Below is a listing; repeat exactly the lines from the one containing "where the street" to the one containing "the window ledge", both included.

RECORDS FOR THE TASK section start

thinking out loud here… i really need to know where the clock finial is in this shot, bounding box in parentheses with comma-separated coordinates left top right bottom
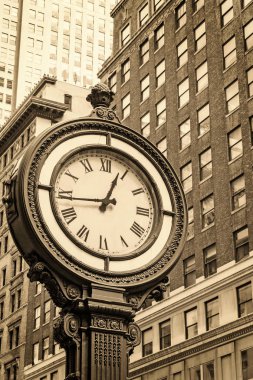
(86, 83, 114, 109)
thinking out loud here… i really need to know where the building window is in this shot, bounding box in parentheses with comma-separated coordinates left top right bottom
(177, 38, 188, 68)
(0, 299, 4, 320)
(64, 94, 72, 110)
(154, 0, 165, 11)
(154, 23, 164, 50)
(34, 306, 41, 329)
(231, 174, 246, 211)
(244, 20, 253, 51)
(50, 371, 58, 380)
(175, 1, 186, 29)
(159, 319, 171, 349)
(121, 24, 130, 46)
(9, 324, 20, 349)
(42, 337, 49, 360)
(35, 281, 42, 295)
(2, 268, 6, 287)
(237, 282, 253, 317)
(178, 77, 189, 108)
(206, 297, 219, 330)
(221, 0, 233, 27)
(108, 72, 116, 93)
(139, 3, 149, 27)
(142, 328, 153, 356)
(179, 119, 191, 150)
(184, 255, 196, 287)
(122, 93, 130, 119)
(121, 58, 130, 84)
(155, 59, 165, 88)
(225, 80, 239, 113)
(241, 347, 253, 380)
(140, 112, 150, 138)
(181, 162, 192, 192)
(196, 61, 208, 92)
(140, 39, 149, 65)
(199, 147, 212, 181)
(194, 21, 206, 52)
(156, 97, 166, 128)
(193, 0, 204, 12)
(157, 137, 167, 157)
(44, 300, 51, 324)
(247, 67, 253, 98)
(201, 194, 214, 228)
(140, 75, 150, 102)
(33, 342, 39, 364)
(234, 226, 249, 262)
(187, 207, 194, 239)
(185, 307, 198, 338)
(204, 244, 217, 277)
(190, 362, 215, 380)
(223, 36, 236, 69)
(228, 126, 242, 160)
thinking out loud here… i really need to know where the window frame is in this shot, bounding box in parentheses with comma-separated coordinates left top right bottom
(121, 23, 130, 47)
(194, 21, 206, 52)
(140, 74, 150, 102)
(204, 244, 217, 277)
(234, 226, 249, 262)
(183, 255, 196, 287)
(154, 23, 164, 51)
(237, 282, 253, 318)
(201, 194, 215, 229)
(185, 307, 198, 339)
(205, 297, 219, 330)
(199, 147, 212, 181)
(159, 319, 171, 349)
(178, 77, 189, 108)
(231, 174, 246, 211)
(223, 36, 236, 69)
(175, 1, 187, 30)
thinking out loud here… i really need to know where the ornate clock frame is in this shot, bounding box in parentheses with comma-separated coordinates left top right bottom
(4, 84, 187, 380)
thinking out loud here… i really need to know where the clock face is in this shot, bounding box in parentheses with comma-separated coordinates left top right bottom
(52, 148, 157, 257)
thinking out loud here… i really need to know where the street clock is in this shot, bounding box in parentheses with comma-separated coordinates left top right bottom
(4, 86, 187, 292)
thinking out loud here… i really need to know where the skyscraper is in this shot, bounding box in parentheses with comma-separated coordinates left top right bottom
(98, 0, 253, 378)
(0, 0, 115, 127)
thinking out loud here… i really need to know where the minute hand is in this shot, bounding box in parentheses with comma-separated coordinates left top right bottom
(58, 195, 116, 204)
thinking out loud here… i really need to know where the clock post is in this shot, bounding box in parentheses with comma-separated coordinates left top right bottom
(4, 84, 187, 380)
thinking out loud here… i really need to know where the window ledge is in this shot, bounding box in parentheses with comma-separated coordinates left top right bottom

RECORDS FOR THE TASK section end
RECORDS FOR THE TASK section start

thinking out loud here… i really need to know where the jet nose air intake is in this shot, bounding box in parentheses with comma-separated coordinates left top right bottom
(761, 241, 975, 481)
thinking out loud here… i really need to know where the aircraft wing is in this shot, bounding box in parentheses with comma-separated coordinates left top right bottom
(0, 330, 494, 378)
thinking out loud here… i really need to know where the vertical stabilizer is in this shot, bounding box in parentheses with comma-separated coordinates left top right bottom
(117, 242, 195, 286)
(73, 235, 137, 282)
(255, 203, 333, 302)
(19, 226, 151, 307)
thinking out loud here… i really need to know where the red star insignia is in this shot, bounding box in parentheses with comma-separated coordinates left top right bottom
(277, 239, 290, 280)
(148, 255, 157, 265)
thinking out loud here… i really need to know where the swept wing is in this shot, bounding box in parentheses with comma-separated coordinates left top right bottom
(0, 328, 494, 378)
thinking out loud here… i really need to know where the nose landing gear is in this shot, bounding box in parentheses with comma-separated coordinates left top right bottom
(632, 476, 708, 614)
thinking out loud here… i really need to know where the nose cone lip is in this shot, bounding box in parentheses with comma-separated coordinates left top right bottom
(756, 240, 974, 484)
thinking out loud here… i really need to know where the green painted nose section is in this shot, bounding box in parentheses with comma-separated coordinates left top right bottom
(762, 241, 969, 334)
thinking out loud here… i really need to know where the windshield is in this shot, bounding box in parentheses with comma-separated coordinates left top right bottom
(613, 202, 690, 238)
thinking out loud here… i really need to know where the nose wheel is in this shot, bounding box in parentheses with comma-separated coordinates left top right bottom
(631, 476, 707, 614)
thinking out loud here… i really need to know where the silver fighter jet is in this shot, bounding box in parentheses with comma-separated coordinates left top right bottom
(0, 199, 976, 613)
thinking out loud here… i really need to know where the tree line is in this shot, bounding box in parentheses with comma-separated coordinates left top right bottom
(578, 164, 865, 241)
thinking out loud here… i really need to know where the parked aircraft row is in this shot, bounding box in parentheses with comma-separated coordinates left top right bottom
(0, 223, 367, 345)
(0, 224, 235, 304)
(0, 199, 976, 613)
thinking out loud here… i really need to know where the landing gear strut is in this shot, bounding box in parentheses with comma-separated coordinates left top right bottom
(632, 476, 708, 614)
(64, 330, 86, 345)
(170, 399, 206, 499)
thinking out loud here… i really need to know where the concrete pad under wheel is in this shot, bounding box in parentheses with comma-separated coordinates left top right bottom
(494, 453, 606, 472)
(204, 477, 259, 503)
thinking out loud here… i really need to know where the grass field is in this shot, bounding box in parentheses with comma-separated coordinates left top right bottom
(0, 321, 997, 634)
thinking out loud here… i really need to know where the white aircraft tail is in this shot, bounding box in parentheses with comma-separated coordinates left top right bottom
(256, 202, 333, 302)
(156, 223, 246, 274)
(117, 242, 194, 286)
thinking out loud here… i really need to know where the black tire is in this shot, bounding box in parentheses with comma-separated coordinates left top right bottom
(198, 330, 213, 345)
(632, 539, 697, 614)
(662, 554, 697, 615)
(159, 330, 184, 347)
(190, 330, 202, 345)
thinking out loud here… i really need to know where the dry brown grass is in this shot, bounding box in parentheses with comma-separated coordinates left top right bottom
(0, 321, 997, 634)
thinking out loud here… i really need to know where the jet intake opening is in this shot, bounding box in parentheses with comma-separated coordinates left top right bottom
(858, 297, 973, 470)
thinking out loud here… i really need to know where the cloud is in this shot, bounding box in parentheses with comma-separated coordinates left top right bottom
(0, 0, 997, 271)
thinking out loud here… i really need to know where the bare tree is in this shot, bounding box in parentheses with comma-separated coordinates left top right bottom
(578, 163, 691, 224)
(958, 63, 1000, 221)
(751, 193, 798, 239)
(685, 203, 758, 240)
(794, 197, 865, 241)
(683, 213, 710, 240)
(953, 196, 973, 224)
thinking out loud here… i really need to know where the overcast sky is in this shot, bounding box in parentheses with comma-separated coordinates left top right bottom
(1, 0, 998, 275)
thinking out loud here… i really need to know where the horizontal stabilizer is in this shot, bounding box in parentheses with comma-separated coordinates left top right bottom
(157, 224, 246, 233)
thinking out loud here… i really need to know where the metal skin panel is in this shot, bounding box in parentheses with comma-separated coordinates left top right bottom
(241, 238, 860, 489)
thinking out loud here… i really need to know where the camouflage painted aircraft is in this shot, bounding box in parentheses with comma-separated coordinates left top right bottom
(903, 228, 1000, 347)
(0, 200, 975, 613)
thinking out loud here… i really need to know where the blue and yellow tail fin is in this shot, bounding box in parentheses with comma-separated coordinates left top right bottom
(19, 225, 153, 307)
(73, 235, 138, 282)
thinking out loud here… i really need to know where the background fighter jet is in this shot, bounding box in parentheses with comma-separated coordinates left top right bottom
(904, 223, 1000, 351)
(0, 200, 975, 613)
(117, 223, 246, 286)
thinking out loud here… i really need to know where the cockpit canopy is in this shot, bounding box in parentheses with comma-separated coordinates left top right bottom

RECORDS FOR THE TASK section end

EXERCISE SOLUTION:
thinking out loud here… i really need to know where the street clock is in this shot, bounding box in parentheses with comma-separated coordinates left top right bottom
(4, 86, 187, 292)
thinking out loud here… i really need to know where the skyscraper is in this shot, bounding box in parentheses with comma-separated coordinates left top right bottom
(98, 0, 253, 378)
(0, 0, 115, 127)
thinking out loud here… i really need to know where the minute hand is in this shot, bounding box in parentheses with comma-separated coordinates left top right bottom
(58, 195, 116, 204)
thinking out loud here… i really need to know where the clock post is in this shot, bounding box in parentheses with comma-separated coordinates left top right bottom
(4, 84, 187, 380)
thinking out loud here… i really need to know where the window ledge is in this shot, bounding box in parentheses with comma-separated coordinates left top right bottom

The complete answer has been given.